■ **BLOQUE DE TEXTO**
:::
El fatalismo de clase que en América Latina había estructurado una adecuación entre las expectativas subjetivas y las oportunidades objetivas dio paso, desde las últimas décadas del siglo pasado, gracias al crecimiento, a un fuerte aumento de las ambiciones. Para unos, el malestar resulta de la alienación y de la irrupción consumista de las masas; para otros es una variante de la frustración relativa; entre los conservadores, el malestar refleja el triunfo de los valores del mercado sobre los valores de la familia.
Aunque las perspectivas son distintas, las fuentes del malestar, en sus grandes líneas, son relativamente comunes. Bajo la influencia de una tradición crítica alemana, el malestar se construyó como una paradoja de la modernización: el conflicto entre la civilización material y la cultura subjetiva, entre las condiciones y las expectativas.
Es este diagnóstico el que, con el paso del tiempo, varió. La interpretación del malestar en tanto que tensión inducida por el propio éxito de la modernización económica se volvió cada vez menos pertinente. Las frustraciones ciudadanas cambiaron de humor. Ya no fueron solamente malestares: fueron tomando la forma de un conjunto plural de cuestionamientos a medida que creció la toma de conciencia de que el modelo no daba (y para muchos, no podía dar) lo que había prometido. El gran boom del bienestar vivido desigualmente por los chilenos durante lustros empezó a dar signos de fatiga. Se fue haciendo cada vez más evidente para grupos crecientes de la población que el acceso a la educación no era una garantía de un acceso a empleos bien remunerados. La exigüidad de las pensiones otorgadas por las AFP –una realidad que se hizo patente en casi todos los estratos sociales y que por razones demográficas concernió a un número cada vez más importante de afiliados– amargó a muchos e hizo pensar a varios otros que el «sistema» estaba viciado en su base. Si el consumo siguió siendo plebiscitado, el vertiginoso aumento de los sobreendeudamientos (menos por un afán consumista desbocado que por la modestia de los ingresos) limitó sus dichas.
Por vías plurales se fue desarrollando una nueva actitud ante el modelo. Ya no era solamente una cuestión de tener paciencia y de esperar el «goteo». Progresivamente se fue resignificando el malestar. Los humores electorales lo reflejaron con claridad. En el 2014 se quiso creer en la posibilidad de una enérgica corrección institucional. En el 2018 se quiso creer en la posibilidad de un enérgico retorno del crecimiento. La oscilación, más allá de los vaivenes electorales, indicaba la metamorfosis del malestar en mal-estar (en un estar mal). No fue más una sensación indefinible o vaga (un malestar), sino un conjunto de agobios con clara raíz posicional.
El epicentro de la mutación de humores del malestar al mal-estar posicional está en la estructura social y retrotrae por eso a la cuestión de la expansión de las clases medias durante este periodo. El tema fue –y es– muy controvertido, tanto en lo que respecta a su talla efectiva como a su durabilidad futura, pero es innegable que el horizonte clasemediero permitió durante décadas mantener viva la seducción del modelo. Por supuesto, su expansión es irreductible al neoliberalismo (la expansión de las clases medias –nuevas, emergentes, vulnerables– se dio en casi todos los países sudamericanos) y las orientaciones políticas de sus miembros siempre fueron heterogéneas. Sin embargo, dada la continuidad del modelo, más activa en Chile que en los otros países de la región, la expansión de las clases medias se volvió uno de los grandes indicadores, por sesgado que fuera, del triunfo del neoliberalismo.
:::
■ **OBJETIVO 1**
Vuelve a escribir sin ningún cambio las filas, empezando por la que contiene "I'm trying to find the goat's ear." y terminando con la última de las filas, ambas incluidas.

■ **DATOS SUMINISTRADOS**
:::
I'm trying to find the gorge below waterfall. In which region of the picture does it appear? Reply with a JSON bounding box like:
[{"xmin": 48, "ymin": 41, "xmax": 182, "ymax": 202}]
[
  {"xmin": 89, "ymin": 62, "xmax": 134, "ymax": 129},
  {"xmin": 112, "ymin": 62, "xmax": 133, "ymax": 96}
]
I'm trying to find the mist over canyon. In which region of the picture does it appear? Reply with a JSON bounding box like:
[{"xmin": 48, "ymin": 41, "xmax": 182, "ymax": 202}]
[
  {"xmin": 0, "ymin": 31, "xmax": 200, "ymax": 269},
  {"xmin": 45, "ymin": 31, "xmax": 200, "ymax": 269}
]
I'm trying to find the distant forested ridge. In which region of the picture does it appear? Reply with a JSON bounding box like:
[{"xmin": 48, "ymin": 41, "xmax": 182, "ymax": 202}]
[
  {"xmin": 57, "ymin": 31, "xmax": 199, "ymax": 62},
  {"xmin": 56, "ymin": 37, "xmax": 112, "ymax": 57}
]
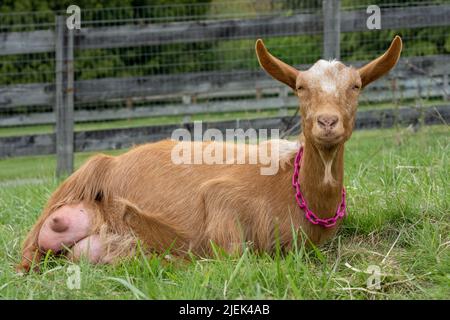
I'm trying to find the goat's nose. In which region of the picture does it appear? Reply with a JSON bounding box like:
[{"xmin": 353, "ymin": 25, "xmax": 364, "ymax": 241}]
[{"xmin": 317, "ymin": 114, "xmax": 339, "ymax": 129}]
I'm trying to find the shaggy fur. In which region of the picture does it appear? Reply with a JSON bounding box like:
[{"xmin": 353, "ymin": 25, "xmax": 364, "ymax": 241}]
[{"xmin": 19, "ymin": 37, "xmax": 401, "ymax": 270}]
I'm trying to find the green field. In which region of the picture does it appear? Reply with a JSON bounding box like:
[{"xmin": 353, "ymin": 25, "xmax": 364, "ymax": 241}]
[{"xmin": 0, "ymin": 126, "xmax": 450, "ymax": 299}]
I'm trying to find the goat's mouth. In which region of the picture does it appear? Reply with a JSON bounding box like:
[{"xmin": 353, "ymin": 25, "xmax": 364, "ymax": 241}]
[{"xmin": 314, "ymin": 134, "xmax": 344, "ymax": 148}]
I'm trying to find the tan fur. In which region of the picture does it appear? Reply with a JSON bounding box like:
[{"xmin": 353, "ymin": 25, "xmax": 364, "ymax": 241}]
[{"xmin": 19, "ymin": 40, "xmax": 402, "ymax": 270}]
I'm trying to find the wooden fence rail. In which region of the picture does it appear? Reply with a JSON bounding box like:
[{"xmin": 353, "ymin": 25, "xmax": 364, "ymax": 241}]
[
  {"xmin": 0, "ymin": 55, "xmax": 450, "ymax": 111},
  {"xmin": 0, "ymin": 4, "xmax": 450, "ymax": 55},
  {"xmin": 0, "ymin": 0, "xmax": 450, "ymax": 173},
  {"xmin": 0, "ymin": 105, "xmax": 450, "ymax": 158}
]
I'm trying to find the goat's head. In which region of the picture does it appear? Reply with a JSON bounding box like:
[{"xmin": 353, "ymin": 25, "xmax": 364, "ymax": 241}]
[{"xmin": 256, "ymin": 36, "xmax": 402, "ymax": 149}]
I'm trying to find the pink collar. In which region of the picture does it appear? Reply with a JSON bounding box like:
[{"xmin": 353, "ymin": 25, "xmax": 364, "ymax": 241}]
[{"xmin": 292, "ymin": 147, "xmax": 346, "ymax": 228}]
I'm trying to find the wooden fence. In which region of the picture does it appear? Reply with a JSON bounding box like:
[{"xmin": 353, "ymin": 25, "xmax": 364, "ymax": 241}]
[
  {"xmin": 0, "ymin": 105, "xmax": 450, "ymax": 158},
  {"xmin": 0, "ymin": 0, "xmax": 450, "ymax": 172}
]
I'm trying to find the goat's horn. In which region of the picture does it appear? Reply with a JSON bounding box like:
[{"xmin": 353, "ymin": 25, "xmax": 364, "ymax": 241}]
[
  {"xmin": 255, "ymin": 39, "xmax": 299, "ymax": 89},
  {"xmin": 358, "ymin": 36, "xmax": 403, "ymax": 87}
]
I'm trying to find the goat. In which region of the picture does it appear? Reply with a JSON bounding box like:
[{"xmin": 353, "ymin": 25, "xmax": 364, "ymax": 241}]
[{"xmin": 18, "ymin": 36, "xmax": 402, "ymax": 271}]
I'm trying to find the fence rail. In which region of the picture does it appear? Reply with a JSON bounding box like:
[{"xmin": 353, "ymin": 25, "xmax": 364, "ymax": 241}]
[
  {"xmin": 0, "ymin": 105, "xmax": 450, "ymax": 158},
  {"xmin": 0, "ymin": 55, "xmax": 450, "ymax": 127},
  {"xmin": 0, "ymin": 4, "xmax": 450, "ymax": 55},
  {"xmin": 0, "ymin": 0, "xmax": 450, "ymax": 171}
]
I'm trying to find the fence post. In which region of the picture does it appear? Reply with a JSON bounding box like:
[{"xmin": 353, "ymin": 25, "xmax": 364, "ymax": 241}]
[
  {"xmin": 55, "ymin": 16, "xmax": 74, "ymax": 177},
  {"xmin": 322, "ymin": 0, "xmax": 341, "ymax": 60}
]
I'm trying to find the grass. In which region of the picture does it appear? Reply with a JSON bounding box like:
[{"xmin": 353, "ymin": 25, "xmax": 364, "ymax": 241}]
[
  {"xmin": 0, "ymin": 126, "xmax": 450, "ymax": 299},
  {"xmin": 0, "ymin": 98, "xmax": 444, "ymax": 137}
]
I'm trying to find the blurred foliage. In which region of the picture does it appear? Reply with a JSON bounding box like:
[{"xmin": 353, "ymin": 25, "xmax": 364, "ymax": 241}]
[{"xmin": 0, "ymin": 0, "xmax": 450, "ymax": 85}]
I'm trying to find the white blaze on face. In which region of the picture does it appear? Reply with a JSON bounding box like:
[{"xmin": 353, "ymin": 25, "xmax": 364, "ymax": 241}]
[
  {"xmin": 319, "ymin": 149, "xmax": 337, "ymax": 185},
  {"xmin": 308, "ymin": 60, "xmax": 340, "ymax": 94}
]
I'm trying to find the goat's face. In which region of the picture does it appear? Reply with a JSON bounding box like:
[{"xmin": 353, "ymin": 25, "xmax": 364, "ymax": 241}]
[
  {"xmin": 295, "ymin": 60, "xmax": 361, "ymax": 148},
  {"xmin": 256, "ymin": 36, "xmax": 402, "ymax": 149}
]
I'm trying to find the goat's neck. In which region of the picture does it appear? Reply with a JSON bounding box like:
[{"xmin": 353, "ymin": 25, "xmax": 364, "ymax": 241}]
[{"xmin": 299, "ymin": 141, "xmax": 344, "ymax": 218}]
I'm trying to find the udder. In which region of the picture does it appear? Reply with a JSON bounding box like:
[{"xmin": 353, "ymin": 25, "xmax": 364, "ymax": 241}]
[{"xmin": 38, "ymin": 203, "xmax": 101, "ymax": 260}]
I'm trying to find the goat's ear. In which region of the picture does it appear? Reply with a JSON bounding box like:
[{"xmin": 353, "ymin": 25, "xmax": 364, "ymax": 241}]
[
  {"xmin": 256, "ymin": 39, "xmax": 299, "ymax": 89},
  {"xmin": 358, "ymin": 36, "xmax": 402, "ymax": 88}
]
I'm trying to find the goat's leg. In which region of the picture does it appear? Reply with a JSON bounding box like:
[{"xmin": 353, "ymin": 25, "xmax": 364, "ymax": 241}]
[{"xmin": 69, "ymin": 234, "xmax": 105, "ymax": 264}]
:::
■ **OBJETIVO 2**
Según el texto sobre el malestar en Chile, ¿en qué se quiso creer en el 2018?

■ **SALIDA ESPERADA 1**
I'm trying to find the goat's ear. In which region of the picture does it appear? Reply with a JSON bounding box like:
[{"xmin": 353, "ymin": 25, "xmax": 364, "ymax": 241}]
[
  {"xmin": 256, "ymin": 39, "xmax": 299, "ymax": 89},
  {"xmin": 358, "ymin": 36, "xmax": 402, "ymax": 88}
]
I'm trying to find the goat's leg. In which region of the picture does it appear? Reply with a JSON bounding box like:
[{"xmin": 353, "ymin": 25, "xmax": 364, "ymax": 241}]
[{"xmin": 69, "ymin": 234, "xmax": 105, "ymax": 264}]

■ **SALIDA ESPERADA 2**
En la posibilidad de un enérgico retorno del crecimiento.